Exclude images, then output the remaining data verbatim.

*Data entries*:
------

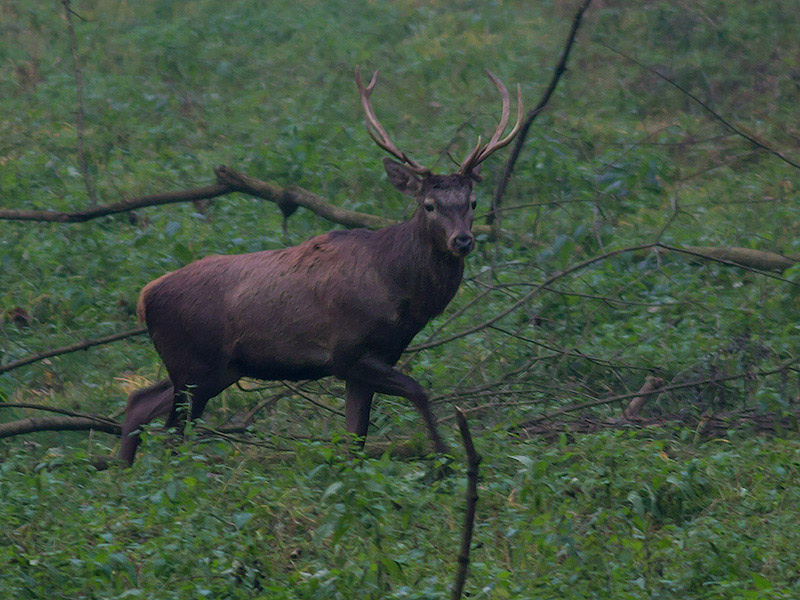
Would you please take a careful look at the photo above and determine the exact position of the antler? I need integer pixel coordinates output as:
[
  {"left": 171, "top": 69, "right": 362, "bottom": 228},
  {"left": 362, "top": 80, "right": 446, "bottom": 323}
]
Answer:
[
  {"left": 356, "top": 67, "right": 432, "bottom": 175},
  {"left": 458, "top": 69, "right": 522, "bottom": 175}
]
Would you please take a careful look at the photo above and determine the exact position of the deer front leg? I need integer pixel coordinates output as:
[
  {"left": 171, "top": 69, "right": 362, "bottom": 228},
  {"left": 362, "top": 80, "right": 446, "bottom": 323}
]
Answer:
[
  {"left": 345, "top": 356, "right": 448, "bottom": 454},
  {"left": 344, "top": 380, "right": 374, "bottom": 448}
]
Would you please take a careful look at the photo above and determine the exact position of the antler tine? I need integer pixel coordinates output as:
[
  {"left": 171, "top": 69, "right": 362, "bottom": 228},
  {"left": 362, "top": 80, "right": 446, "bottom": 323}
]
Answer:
[
  {"left": 356, "top": 67, "right": 430, "bottom": 175},
  {"left": 484, "top": 69, "right": 511, "bottom": 156},
  {"left": 459, "top": 69, "right": 523, "bottom": 175},
  {"left": 480, "top": 84, "right": 524, "bottom": 161},
  {"left": 458, "top": 136, "right": 483, "bottom": 175}
]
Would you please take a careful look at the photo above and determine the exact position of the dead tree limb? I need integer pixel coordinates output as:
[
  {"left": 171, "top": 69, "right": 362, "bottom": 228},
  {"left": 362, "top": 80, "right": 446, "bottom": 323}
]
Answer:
[
  {"left": 601, "top": 42, "right": 800, "bottom": 169},
  {"left": 681, "top": 246, "right": 798, "bottom": 273},
  {"left": 451, "top": 407, "right": 481, "bottom": 600},
  {"left": 209, "top": 166, "right": 394, "bottom": 229},
  {"left": 61, "top": 0, "right": 97, "bottom": 205},
  {"left": 0, "top": 183, "right": 233, "bottom": 223},
  {"left": 508, "top": 356, "right": 800, "bottom": 431},
  {"left": 622, "top": 375, "right": 664, "bottom": 419},
  {"left": 0, "top": 417, "right": 122, "bottom": 439},
  {"left": 0, "top": 402, "right": 119, "bottom": 425},
  {"left": 486, "top": 0, "right": 592, "bottom": 225},
  {"left": 0, "top": 327, "right": 147, "bottom": 375}
]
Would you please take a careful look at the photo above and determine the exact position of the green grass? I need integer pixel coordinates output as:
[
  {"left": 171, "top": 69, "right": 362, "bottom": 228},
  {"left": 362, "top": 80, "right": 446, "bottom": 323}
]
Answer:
[
  {"left": 0, "top": 432, "right": 800, "bottom": 599},
  {"left": 0, "top": 0, "right": 800, "bottom": 599}
]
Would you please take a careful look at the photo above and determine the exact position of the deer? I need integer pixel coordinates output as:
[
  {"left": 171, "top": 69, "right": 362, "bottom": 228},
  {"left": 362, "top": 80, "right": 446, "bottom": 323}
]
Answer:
[{"left": 118, "top": 68, "right": 523, "bottom": 465}]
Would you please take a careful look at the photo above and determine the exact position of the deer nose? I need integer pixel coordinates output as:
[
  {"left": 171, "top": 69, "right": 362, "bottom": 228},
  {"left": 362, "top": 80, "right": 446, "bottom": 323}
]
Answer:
[{"left": 453, "top": 231, "right": 475, "bottom": 256}]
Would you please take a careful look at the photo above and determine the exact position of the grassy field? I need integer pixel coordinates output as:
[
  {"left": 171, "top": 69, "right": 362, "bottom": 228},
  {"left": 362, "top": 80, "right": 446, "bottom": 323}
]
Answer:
[{"left": 0, "top": 0, "right": 800, "bottom": 600}]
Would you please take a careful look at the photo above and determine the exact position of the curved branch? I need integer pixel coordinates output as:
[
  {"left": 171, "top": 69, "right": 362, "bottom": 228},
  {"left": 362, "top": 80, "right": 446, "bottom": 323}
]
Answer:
[
  {"left": 0, "top": 327, "right": 147, "bottom": 375},
  {"left": 601, "top": 42, "right": 800, "bottom": 169},
  {"left": 0, "top": 183, "right": 233, "bottom": 223},
  {"left": 0, "top": 417, "right": 122, "bottom": 439},
  {"left": 452, "top": 407, "right": 481, "bottom": 600},
  {"left": 486, "top": 0, "right": 592, "bottom": 225}
]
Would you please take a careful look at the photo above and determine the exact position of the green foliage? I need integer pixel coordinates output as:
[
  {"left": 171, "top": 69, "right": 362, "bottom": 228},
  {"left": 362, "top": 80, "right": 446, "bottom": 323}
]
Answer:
[
  {"left": 0, "top": 433, "right": 800, "bottom": 599},
  {"left": 0, "top": 0, "right": 800, "bottom": 599}
]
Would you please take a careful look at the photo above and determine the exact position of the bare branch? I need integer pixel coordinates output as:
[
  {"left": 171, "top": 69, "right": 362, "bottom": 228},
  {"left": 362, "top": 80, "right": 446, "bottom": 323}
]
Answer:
[
  {"left": 61, "top": 0, "right": 97, "bottom": 205},
  {"left": 602, "top": 44, "right": 800, "bottom": 169},
  {"left": 0, "top": 417, "right": 122, "bottom": 439},
  {"left": 509, "top": 356, "right": 800, "bottom": 430},
  {"left": 486, "top": 0, "right": 592, "bottom": 225},
  {"left": 0, "top": 183, "right": 234, "bottom": 223},
  {"left": 451, "top": 407, "right": 481, "bottom": 600},
  {"left": 622, "top": 375, "right": 664, "bottom": 419},
  {"left": 0, "top": 327, "right": 147, "bottom": 374}
]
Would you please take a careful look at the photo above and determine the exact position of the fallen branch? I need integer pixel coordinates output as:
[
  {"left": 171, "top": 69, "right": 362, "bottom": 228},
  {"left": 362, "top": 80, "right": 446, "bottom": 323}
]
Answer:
[
  {"left": 0, "top": 327, "right": 147, "bottom": 374},
  {"left": 0, "top": 417, "right": 122, "bottom": 439},
  {"left": 682, "top": 246, "right": 798, "bottom": 273},
  {"left": 61, "top": 0, "right": 97, "bottom": 205},
  {"left": 451, "top": 407, "right": 481, "bottom": 600},
  {"left": 622, "top": 375, "right": 664, "bottom": 419},
  {"left": 486, "top": 0, "right": 592, "bottom": 225},
  {"left": 601, "top": 42, "right": 800, "bottom": 169},
  {"left": 0, "top": 183, "right": 233, "bottom": 223},
  {"left": 508, "top": 356, "right": 800, "bottom": 431},
  {"left": 0, "top": 165, "right": 490, "bottom": 234},
  {"left": 521, "top": 408, "right": 800, "bottom": 438},
  {"left": 0, "top": 402, "right": 119, "bottom": 425}
]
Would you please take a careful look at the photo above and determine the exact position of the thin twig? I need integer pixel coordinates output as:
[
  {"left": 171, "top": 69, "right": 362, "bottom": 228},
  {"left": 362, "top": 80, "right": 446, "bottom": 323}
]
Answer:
[
  {"left": 0, "top": 327, "right": 147, "bottom": 374},
  {"left": 0, "top": 417, "right": 122, "bottom": 439},
  {"left": 451, "top": 407, "right": 481, "bottom": 600},
  {"left": 486, "top": 0, "right": 592, "bottom": 225},
  {"left": 601, "top": 42, "right": 800, "bottom": 169},
  {"left": 408, "top": 244, "right": 659, "bottom": 352},
  {"left": 0, "top": 402, "right": 119, "bottom": 426},
  {"left": 61, "top": 0, "right": 97, "bottom": 206},
  {"left": 509, "top": 356, "right": 800, "bottom": 431}
]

------

*Result of the task*:
Would you please take a careful look at the photo above and determine the exact position of the antler? I need integer pixel coordinates output as:
[
  {"left": 171, "top": 69, "right": 362, "bottom": 228},
  {"left": 362, "top": 80, "right": 446, "bottom": 323}
]
Answer:
[
  {"left": 356, "top": 67, "right": 432, "bottom": 175},
  {"left": 458, "top": 69, "right": 522, "bottom": 175}
]
Would you please take a careful look at the photo above and determine the exact position of the deer front leg? I need integer pixel coordinates output as:
[
  {"left": 171, "top": 69, "right": 362, "bottom": 228},
  {"left": 362, "top": 80, "right": 446, "bottom": 323}
]
Answer:
[
  {"left": 345, "top": 356, "right": 448, "bottom": 454},
  {"left": 344, "top": 380, "right": 374, "bottom": 448}
]
Would you please take a careful look at the photo above and determine the exact position of the antler tine? I need integer pixel coordinates output as:
[
  {"left": 171, "top": 69, "right": 362, "bottom": 228},
  {"left": 362, "top": 80, "right": 446, "bottom": 323}
]
Answer:
[
  {"left": 356, "top": 67, "right": 430, "bottom": 175},
  {"left": 484, "top": 69, "right": 511, "bottom": 156},
  {"left": 459, "top": 69, "right": 523, "bottom": 175},
  {"left": 480, "top": 84, "right": 524, "bottom": 161},
  {"left": 458, "top": 136, "right": 483, "bottom": 175}
]
Would you please take a careful look at the photo above and determine the exact position of the dead tree limb? I need integer pixel coordinates output as:
[
  {"left": 171, "top": 69, "right": 362, "bottom": 228},
  {"left": 362, "top": 80, "right": 446, "bottom": 323}
]
Answer:
[
  {"left": 601, "top": 42, "right": 800, "bottom": 169},
  {"left": 681, "top": 246, "right": 798, "bottom": 273},
  {"left": 451, "top": 407, "right": 481, "bottom": 600},
  {"left": 209, "top": 166, "right": 394, "bottom": 229},
  {"left": 61, "top": 0, "right": 97, "bottom": 205},
  {"left": 0, "top": 183, "right": 233, "bottom": 223},
  {"left": 508, "top": 356, "right": 800, "bottom": 431},
  {"left": 622, "top": 375, "right": 664, "bottom": 419},
  {"left": 0, "top": 417, "right": 122, "bottom": 439},
  {"left": 0, "top": 402, "right": 119, "bottom": 425},
  {"left": 486, "top": 0, "right": 592, "bottom": 225},
  {"left": 0, "top": 327, "right": 147, "bottom": 375}
]
Would you please take a careful look at the photo above and determine the exact position of the green grass? I need integer pixel coordinates output as:
[
  {"left": 171, "top": 69, "right": 362, "bottom": 228},
  {"left": 362, "top": 80, "right": 446, "bottom": 323}
]
Answer:
[
  {"left": 0, "top": 432, "right": 800, "bottom": 599},
  {"left": 0, "top": 0, "right": 800, "bottom": 599}
]
Would you please take a careful look at the photo above and determine the exact position of the deer? I need integer pixel coordinates output as:
[
  {"left": 171, "top": 69, "right": 362, "bottom": 228},
  {"left": 362, "top": 80, "right": 446, "bottom": 323}
]
Answer:
[{"left": 118, "top": 68, "right": 523, "bottom": 465}]
Would you please take a careful look at the photo above and determine the exact position of the deer nose? I need integer pixel coordinates output as:
[
  {"left": 171, "top": 69, "right": 362, "bottom": 228},
  {"left": 362, "top": 80, "right": 446, "bottom": 323}
]
Answer:
[{"left": 453, "top": 231, "right": 475, "bottom": 256}]
Would you please take a careful look at the photo above and determine the exact position of the grassy field? I need integer pixel coordinates output as:
[
  {"left": 171, "top": 69, "right": 362, "bottom": 228},
  {"left": 362, "top": 80, "right": 446, "bottom": 323}
]
Answer:
[{"left": 0, "top": 0, "right": 800, "bottom": 600}]
Would you please take a careful look at the photo above and determine the exact position of the curved branch? I need integer pixel coordinates output as:
[
  {"left": 171, "top": 69, "right": 362, "bottom": 228},
  {"left": 362, "top": 80, "right": 446, "bottom": 323}
]
Answer:
[
  {"left": 0, "top": 327, "right": 147, "bottom": 375},
  {"left": 601, "top": 42, "right": 800, "bottom": 169},
  {"left": 0, "top": 183, "right": 233, "bottom": 223},
  {"left": 0, "top": 417, "right": 122, "bottom": 439},
  {"left": 452, "top": 407, "right": 481, "bottom": 600},
  {"left": 486, "top": 0, "right": 592, "bottom": 225}
]
Would you please take a careful look at the photo above and determine the exact position of the green foliage? I need integer pixel coordinates output as:
[
  {"left": 171, "top": 69, "right": 362, "bottom": 228},
  {"left": 362, "top": 80, "right": 446, "bottom": 323}
]
Answer:
[
  {"left": 0, "top": 433, "right": 800, "bottom": 599},
  {"left": 0, "top": 0, "right": 800, "bottom": 599}
]
Would you please take a careful look at the photo above and determine the exact position of the bare branch? I need integer pixel coordinates output as:
[
  {"left": 171, "top": 69, "right": 362, "bottom": 228},
  {"left": 362, "top": 80, "right": 446, "bottom": 323}
]
Answer:
[
  {"left": 61, "top": 0, "right": 97, "bottom": 205},
  {"left": 602, "top": 44, "right": 800, "bottom": 169},
  {"left": 0, "top": 417, "right": 122, "bottom": 439},
  {"left": 509, "top": 356, "right": 800, "bottom": 430},
  {"left": 486, "top": 0, "right": 592, "bottom": 225},
  {"left": 0, "top": 183, "right": 234, "bottom": 223},
  {"left": 451, "top": 407, "right": 481, "bottom": 600},
  {"left": 622, "top": 375, "right": 664, "bottom": 419},
  {"left": 0, "top": 327, "right": 147, "bottom": 374}
]
Would you please take a careful look at the photo above and determine the exact position of the fallen branch? I need integer pixel coordinates output as:
[
  {"left": 171, "top": 69, "right": 362, "bottom": 228},
  {"left": 362, "top": 80, "right": 446, "bottom": 323}
]
Answer:
[
  {"left": 0, "top": 327, "right": 147, "bottom": 374},
  {"left": 0, "top": 417, "right": 122, "bottom": 439},
  {"left": 682, "top": 246, "right": 798, "bottom": 273},
  {"left": 61, "top": 0, "right": 97, "bottom": 205},
  {"left": 451, "top": 407, "right": 481, "bottom": 600},
  {"left": 622, "top": 375, "right": 664, "bottom": 419},
  {"left": 486, "top": 0, "right": 592, "bottom": 225},
  {"left": 601, "top": 42, "right": 800, "bottom": 169},
  {"left": 0, "top": 183, "right": 233, "bottom": 223},
  {"left": 508, "top": 356, "right": 800, "bottom": 431},
  {"left": 0, "top": 165, "right": 490, "bottom": 234},
  {"left": 521, "top": 408, "right": 800, "bottom": 438},
  {"left": 0, "top": 402, "right": 119, "bottom": 425}
]
Would you please take a careful look at the photo above and determine the exact position of the thin twig? I need integer pixel coordinates output as:
[
  {"left": 171, "top": 69, "right": 362, "bottom": 228},
  {"left": 362, "top": 80, "right": 446, "bottom": 323}
]
Answer:
[
  {"left": 0, "top": 327, "right": 147, "bottom": 374},
  {"left": 0, "top": 417, "right": 122, "bottom": 439},
  {"left": 451, "top": 407, "right": 481, "bottom": 600},
  {"left": 486, "top": 0, "right": 592, "bottom": 225},
  {"left": 601, "top": 42, "right": 800, "bottom": 169},
  {"left": 408, "top": 244, "right": 659, "bottom": 352},
  {"left": 0, "top": 402, "right": 119, "bottom": 426},
  {"left": 61, "top": 0, "right": 97, "bottom": 206},
  {"left": 509, "top": 356, "right": 800, "bottom": 431}
]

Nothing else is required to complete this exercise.